### WORK TO COMPLETE
a - Translate this sentence from the Minoo Majidi article into Spanish: "She lived in the city of Kermanshah with her husband and three children."
b - Duplicate the stretch of the Minoo Majidi article from "Protester who died" through "and three children." word for word.
━━━ DOCUMENT SECTION
Death of Minoo Majidi
- Native name: مینوو مەجیدی
- Date: 20 September 2022
- Location: Kermanshah, Kermanshah province, Iran;
- Burial: Mina Abad Cemetery

= Killing of Minoo Majidi =

Protester who died during 2022 protests in Iran

Minoo Majidi (1960 – 20 September 2022) was a 62-year-old Iranian woman who was killed by Iranian authorities during the September 2022 Iranian protests.

==Life==
Minoo Majidi was an Iranian woman of Kurdish ethnicity who was born in 1960 in a Yarsan family, in the city of Qasr-e Shirin. She lived in the city of Kermanshah with her husband and three children.

==Death==
Following the death of Mahsa Amini in the custody of the Morality Police, a wave of anti-regime protests began in Saqqez —Mahsa Amini's place of birth and burial— which quickly spread across Iran and all around the world. Minoo Majidi was one of the protesters on the streets of Kermanshah who was shot and killed by the forces of the Islamic Republic on 20 September 2022.

==Burial==
Majidi's funeral was held on 22 September 2022 at the Mina Abad Cemetery in Kermanshah and turned into an anti-government demonstration. The women present at the ceremony took off their hijab as a sign of protest and chanted slogans like "Woman, Life, Freedom" and anti-regime slogans.

==Image==
Days after the burial of Majidi, in which women unveiled and the attendees chanted in protest, a photo of her daughter went viral. In the photo, her daughter stands beside her mother's grave with her bare shaved head, holding her own hair, and staring into the camera in unbending defiance. The Italian Corriere della Sera newspaper published a picture of Majidi's daughter at her mother's grave and called it a new symbol of Iranian women's struggle for freedom.
━━━━━━
━━━ AVAILABLE DATA
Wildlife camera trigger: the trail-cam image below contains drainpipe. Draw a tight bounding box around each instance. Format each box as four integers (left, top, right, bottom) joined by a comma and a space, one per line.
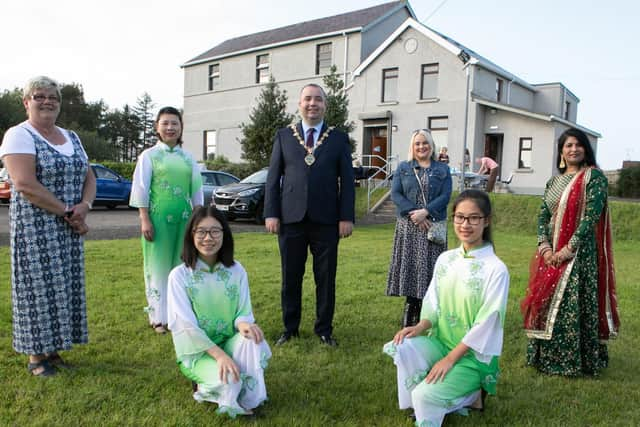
342, 31, 349, 86
507, 79, 516, 105
460, 62, 473, 193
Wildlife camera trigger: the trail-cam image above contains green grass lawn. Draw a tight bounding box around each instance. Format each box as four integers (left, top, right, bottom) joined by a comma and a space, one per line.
0, 225, 640, 426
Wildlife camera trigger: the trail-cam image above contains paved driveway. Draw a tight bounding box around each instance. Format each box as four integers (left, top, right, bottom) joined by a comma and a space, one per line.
0, 205, 265, 246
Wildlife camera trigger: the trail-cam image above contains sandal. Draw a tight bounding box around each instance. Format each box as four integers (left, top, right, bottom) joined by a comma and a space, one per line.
47, 353, 75, 369
466, 389, 487, 412
27, 359, 57, 377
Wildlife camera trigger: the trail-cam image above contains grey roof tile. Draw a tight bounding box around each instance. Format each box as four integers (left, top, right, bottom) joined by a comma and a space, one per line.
185, 0, 406, 65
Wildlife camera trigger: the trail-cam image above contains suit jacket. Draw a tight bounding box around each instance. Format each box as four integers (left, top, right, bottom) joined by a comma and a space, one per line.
264, 123, 355, 224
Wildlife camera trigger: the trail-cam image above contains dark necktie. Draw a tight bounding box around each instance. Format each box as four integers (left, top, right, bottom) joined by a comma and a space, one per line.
306, 128, 316, 148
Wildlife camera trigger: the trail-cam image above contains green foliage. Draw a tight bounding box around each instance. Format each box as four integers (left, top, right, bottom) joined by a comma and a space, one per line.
76, 127, 118, 162
615, 166, 640, 199
100, 104, 142, 162
204, 156, 256, 179
131, 92, 156, 149
0, 229, 640, 427
57, 83, 107, 132
240, 77, 293, 169
97, 162, 136, 180
0, 88, 27, 141
322, 65, 356, 152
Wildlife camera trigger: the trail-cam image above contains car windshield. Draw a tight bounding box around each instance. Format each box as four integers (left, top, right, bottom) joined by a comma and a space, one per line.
240, 169, 269, 184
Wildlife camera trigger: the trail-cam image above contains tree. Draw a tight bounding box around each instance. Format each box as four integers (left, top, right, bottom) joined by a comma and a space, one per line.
57, 83, 107, 132
240, 77, 294, 169
0, 88, 27, 141
322, 65, 356, 152
76, 129, 118, 162
131, 92, 155, 150
101, 104, 140, 162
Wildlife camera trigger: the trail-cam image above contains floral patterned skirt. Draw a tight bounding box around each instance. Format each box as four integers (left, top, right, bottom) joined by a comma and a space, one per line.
386, 218, 447, 299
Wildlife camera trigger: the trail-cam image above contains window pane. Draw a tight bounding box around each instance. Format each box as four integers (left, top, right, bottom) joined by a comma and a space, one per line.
420, 74, 438, 99
428, 117, 449, 130
420, 64, 438, 99
316, 43, 331, 74
518, 138, 533, 169
257, 68, 269, 83
382, 68, 398, 102
431, 130, 452, 150
518, 151, 531, 168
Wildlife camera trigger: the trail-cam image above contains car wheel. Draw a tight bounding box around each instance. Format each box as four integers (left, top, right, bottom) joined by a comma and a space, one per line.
254, 203, 264, 225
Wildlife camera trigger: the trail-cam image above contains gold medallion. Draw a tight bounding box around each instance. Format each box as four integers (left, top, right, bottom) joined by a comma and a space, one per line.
304, 153, 316, 166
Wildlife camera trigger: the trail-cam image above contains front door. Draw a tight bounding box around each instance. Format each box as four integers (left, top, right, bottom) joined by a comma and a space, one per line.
484, 133, 504, 176
371, 136, 387, 179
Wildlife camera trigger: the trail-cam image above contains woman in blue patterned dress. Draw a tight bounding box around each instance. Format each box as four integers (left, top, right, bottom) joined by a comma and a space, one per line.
0, 76, 96, 377
386, 129, 451, 326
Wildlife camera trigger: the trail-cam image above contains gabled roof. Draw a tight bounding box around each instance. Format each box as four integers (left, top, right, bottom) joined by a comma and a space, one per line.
471, 92, 602, 138
353, 18, 537, 92
182, 0, 415, 68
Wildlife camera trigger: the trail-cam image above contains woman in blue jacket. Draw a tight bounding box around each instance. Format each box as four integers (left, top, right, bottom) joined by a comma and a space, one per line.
386, 129, 451, 326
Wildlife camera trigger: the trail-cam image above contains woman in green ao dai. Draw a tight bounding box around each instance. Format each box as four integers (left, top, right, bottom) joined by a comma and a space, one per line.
167, 206, 271, 418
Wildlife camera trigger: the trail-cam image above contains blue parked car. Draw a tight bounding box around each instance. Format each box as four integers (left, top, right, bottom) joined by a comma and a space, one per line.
91, 163, 131, 209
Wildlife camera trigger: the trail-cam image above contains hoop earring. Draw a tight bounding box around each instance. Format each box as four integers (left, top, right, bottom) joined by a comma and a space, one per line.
558, 156, 567, 169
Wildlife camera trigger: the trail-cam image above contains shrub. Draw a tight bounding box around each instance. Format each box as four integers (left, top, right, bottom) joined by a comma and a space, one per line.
615, 166, 640, 199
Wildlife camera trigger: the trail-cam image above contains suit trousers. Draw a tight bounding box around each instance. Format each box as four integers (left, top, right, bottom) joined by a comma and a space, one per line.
278, 219, 339, 335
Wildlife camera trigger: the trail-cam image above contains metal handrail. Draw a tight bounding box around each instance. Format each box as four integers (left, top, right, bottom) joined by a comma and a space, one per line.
360, 154, 398, 212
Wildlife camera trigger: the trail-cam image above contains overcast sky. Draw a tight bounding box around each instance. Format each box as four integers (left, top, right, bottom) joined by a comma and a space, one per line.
0, 0, 640, 169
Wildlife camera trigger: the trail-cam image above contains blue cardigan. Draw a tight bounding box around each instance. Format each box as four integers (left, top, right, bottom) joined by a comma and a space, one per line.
391, 160, 451, 221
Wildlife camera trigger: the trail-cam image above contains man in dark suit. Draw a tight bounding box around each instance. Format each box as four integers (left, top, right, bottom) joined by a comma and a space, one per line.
264, 84, 355, 347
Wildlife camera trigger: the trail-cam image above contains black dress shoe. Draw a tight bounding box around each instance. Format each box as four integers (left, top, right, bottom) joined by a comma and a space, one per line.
276, 331, 299, 345
320, 335, 338, 347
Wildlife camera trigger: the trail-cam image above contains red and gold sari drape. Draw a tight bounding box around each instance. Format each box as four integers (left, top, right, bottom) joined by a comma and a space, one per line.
521, 168, 620, 340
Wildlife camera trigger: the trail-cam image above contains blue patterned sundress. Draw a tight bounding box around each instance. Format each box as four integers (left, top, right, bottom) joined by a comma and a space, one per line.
9, 128, 89, 354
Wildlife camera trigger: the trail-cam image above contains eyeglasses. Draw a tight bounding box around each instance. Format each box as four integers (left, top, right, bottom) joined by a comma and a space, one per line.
31, 93, 60, 102
193, 227, 222, 240
452, 214, 484, 225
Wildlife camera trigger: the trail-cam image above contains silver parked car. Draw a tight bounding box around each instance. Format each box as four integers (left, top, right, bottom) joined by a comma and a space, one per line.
200, 170, 240, 206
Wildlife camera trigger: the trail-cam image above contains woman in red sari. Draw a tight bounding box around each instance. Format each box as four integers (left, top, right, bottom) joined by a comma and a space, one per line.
521, 129, 620, 376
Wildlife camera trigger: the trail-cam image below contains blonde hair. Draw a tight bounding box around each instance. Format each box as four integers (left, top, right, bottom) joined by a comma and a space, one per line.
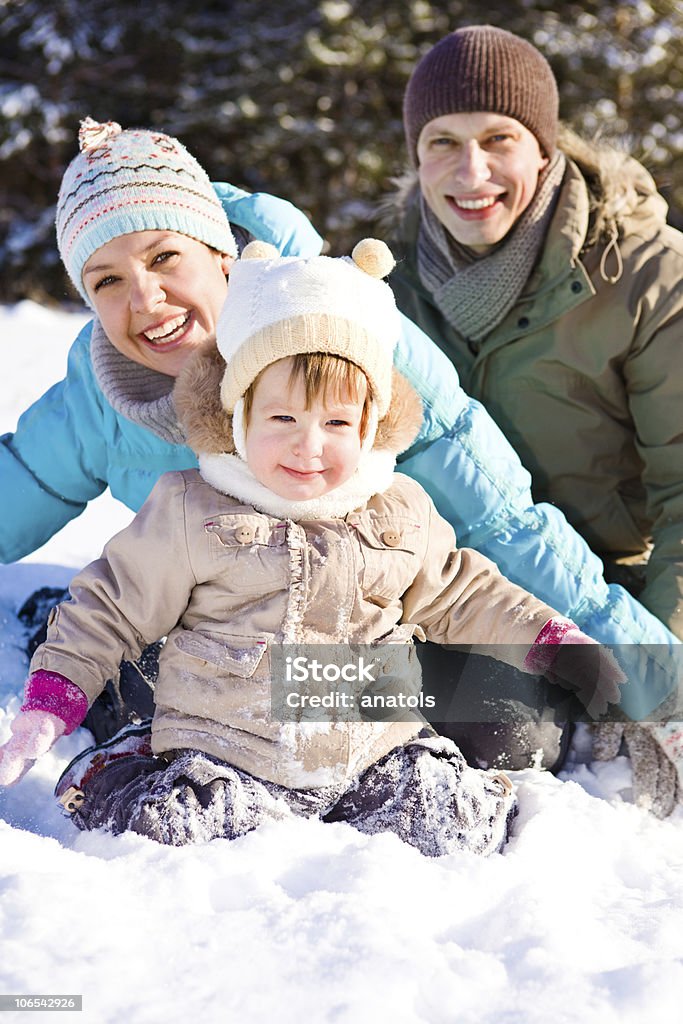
244, 352, 373, 440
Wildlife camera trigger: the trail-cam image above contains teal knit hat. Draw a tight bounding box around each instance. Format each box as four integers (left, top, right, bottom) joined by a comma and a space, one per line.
56, 118, 238, 303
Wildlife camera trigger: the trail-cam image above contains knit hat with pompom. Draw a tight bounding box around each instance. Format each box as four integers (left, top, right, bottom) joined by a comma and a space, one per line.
216, 239, 400, 419
56, 118, 237, 303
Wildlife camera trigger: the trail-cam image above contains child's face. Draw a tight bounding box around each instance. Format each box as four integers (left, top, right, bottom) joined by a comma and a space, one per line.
83, 231, 232, 377
246, 358, 365, 501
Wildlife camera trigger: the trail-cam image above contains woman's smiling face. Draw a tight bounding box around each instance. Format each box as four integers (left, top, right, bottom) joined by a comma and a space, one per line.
83, 231, 233, 377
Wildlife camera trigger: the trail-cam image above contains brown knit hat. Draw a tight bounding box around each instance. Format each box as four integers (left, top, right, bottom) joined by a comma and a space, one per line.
403, 25, 559, 167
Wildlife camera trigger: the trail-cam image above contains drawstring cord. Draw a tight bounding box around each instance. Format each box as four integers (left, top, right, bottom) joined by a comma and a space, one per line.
600, 221, 624, 285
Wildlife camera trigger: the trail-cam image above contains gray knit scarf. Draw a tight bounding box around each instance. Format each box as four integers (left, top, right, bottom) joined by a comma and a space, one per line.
418, 151, 566, 341
90, 319, 186, 444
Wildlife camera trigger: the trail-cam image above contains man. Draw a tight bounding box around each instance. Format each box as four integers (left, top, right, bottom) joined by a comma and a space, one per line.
391, 26, 683, 810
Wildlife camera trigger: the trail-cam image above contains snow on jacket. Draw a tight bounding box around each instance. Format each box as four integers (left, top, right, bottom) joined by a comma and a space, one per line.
391, 130, 683, 637
0, 184, 676, 717
31, 356, 555, 788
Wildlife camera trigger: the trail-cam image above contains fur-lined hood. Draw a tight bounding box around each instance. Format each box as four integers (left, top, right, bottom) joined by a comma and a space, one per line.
380, 125, 668, 245
173, 342, 423, 455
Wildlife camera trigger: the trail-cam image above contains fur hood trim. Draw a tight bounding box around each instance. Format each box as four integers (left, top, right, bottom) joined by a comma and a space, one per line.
380, 124, 668, 245
173, 342, 423, 456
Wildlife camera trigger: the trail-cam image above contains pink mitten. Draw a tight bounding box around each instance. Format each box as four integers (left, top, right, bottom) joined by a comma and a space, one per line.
0, 669, 88, 785
0, 711, 67, 785
524, 617, 626, 718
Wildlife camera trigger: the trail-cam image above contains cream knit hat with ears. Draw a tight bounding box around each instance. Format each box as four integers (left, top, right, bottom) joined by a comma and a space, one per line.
216, 239, 400, 419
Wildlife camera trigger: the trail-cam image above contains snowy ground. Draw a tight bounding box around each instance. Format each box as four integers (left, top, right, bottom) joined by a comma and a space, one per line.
0, 303, 683, 1024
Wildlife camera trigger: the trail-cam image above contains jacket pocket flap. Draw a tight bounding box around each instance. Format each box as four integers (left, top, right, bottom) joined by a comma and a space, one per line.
350, 515, 420, 555
173, 630, 267, 679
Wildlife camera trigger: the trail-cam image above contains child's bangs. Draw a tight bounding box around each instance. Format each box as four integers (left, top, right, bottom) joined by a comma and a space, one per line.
290, 352, 370, 409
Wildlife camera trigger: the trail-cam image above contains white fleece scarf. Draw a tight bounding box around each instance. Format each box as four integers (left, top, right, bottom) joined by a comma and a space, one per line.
199, 449, 396, 522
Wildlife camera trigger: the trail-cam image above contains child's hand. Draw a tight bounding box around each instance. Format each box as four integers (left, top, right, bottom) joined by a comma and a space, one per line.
524, 618, 626, 718
0, 711, 67, 785
592, 722, 683, 818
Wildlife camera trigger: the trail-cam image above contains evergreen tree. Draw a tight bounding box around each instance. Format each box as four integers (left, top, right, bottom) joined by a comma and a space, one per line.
0, 0, 683, 301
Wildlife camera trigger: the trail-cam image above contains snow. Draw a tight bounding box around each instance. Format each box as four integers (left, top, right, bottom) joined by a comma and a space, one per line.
0, 302, 683, 1024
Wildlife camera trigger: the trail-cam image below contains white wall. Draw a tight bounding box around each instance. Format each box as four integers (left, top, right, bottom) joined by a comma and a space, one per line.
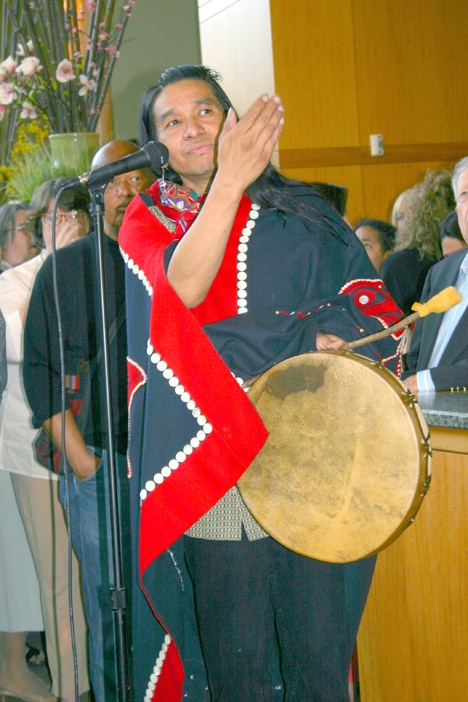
198, 0, 275, 114
112, 0, 201, 139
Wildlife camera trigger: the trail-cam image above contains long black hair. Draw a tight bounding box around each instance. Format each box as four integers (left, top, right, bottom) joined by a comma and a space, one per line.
138, 64, 347, 243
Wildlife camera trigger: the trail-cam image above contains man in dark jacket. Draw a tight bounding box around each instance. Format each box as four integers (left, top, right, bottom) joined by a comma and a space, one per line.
403, 157, 468, 393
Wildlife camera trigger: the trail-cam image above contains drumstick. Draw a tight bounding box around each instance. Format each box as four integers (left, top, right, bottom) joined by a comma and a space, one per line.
342, 285, 462, 351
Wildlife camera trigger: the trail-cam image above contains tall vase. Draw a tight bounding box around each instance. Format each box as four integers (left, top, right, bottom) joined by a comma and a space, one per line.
49, 132, 99, 176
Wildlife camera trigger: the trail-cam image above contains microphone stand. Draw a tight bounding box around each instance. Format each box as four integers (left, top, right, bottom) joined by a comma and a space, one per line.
87, 183, 130, 702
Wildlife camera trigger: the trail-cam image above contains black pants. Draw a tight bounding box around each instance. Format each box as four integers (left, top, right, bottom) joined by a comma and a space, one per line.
185, 536, 374, 702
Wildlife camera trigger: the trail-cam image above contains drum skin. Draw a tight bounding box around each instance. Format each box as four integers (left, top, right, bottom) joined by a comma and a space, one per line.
238, 351, 430, 563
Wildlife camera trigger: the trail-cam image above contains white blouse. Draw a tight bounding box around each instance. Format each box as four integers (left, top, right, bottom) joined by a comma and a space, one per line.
0, 252, 57, 479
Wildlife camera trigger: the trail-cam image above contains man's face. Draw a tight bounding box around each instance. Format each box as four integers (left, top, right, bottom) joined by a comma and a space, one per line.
356, 227, 390, 273
154, 80, 225, 194
104, 170, 154, 241
455, 170, 468, 244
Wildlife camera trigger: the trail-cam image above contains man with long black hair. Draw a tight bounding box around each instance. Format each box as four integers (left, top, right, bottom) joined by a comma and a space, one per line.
119, 66, 400, 702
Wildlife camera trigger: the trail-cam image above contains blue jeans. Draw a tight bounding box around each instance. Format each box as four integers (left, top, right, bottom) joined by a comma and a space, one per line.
60, 446, 131, 702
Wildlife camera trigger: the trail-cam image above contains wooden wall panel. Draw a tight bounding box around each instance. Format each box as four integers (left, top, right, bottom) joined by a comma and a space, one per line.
353, 0, 468, 145
358, 448, 468, 702
270, 0, 359, 152
199, 0, 468, 223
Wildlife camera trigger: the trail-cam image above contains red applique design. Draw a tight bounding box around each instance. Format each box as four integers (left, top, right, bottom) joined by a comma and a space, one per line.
340, 279, 405, 339
127, 356, 147, 478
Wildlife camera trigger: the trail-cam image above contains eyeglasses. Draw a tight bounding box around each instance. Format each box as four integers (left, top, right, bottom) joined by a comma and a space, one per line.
41, 210, 84, 224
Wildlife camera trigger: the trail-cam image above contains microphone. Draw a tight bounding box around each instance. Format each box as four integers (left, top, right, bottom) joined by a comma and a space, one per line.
63, 141, 169, 190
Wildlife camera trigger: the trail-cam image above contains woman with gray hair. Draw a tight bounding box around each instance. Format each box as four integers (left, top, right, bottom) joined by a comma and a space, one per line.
0, 202, 38, 271
0, 179, 90, 702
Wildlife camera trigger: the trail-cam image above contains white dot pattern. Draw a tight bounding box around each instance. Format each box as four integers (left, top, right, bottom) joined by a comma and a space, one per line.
120, 248, 153, 297
140, 339, 213, 502
237, 203, 260, 314
144, 634, 171, 702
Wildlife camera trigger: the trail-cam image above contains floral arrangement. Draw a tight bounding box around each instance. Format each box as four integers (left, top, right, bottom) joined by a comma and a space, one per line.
0, 0, 135, 160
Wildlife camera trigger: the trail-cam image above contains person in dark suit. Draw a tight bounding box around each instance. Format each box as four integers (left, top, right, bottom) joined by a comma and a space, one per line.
402, 157, 468, 393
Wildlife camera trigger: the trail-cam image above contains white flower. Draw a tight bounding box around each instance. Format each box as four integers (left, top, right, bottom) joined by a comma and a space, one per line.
55, 59, 76, 83
78, 75, 94, 95
16, 41, 34, 56
0, 83, 16, 105
18, 56, 42, 76
20, 102, 37, 119
0, 56, 18, 76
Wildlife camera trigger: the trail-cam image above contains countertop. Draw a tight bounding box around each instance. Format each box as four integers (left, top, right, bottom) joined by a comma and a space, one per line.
418, 392, 468, 429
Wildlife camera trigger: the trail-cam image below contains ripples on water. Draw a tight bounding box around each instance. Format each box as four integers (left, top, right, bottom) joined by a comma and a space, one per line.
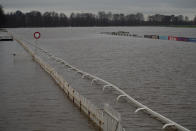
0, 42, 96, 131
10, 27, 196, 130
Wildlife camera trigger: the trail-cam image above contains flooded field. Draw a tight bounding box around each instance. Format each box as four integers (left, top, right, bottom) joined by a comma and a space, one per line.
8, 27, 196, 131
0, 42, 96, 131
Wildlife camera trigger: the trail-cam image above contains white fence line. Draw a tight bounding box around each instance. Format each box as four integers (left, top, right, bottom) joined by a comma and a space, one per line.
27, 41, 190, 131
14, 37, 125, 131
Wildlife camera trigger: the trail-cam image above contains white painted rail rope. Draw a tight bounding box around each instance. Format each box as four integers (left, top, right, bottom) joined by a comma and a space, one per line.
13, 34, 190, 131
14, 34, 125, 131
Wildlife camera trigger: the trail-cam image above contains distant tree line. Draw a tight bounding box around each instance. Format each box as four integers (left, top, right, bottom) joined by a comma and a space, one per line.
0, 6, 196, 27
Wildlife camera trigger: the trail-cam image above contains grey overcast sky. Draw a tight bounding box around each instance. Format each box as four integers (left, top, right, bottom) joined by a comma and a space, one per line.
0, 0, 196, 19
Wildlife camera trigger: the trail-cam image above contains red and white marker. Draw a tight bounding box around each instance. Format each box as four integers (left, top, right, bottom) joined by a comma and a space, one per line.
34, 32, 41, 40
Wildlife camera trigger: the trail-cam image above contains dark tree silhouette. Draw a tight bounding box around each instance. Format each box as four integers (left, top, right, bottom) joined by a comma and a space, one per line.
0, 9, 196, 27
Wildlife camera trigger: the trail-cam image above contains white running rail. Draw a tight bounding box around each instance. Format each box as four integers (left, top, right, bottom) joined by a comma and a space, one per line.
15, 36, 190, 131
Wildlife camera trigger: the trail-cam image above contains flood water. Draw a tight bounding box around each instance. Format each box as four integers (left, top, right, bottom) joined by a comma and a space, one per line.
0, 42, 96, 131
9, 27, 196, 131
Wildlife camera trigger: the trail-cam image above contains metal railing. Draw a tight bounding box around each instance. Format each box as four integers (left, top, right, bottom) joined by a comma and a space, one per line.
11, 32, 190, 131
14, 34, 125, 131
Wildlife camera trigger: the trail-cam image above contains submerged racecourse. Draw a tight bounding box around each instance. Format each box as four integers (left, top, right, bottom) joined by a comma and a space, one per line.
4, 27, 196, 131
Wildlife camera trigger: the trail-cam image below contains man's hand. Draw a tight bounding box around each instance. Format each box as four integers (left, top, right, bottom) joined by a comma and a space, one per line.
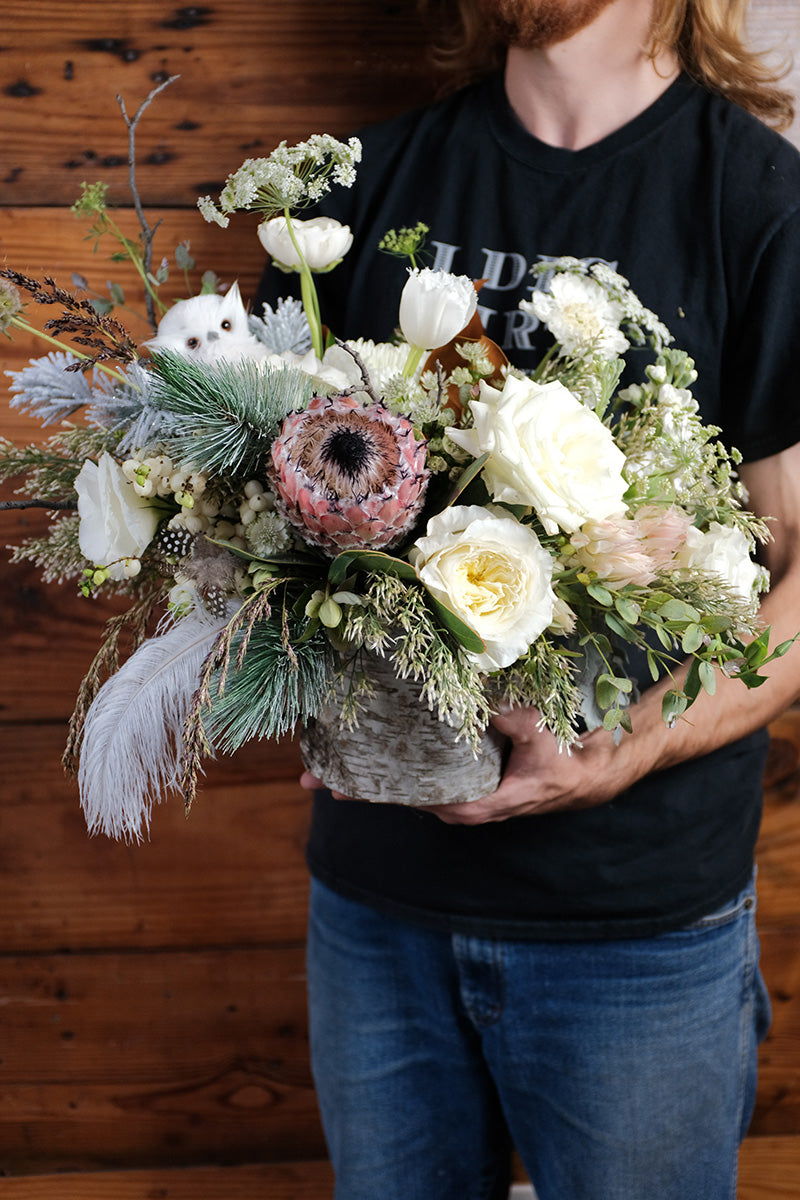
427, 708, 632, 824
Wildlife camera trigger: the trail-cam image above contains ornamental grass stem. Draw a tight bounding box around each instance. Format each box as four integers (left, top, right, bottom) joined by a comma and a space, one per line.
8, 317, 127, 383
━━━━━━
### RESPONSES
a - Vivía en la ciudad de Kermanshah con su esposo y sus tres hijos.

b -
Protester who died during 2022 protests in Iran

Minoo Majidi (1960 – 20 September 2022) was a 62-year-old Iranian woman who was killed by Iranian authorities during the September 2022 Iranian protests.

==Life==
Minoo Majidi was an Iranian woman of Kurdish ethnicity who was born in 1960 in a Yarsan family, in the city of Qasr-e Shirin. She lived in the city of Kermanshah with her husband and three children.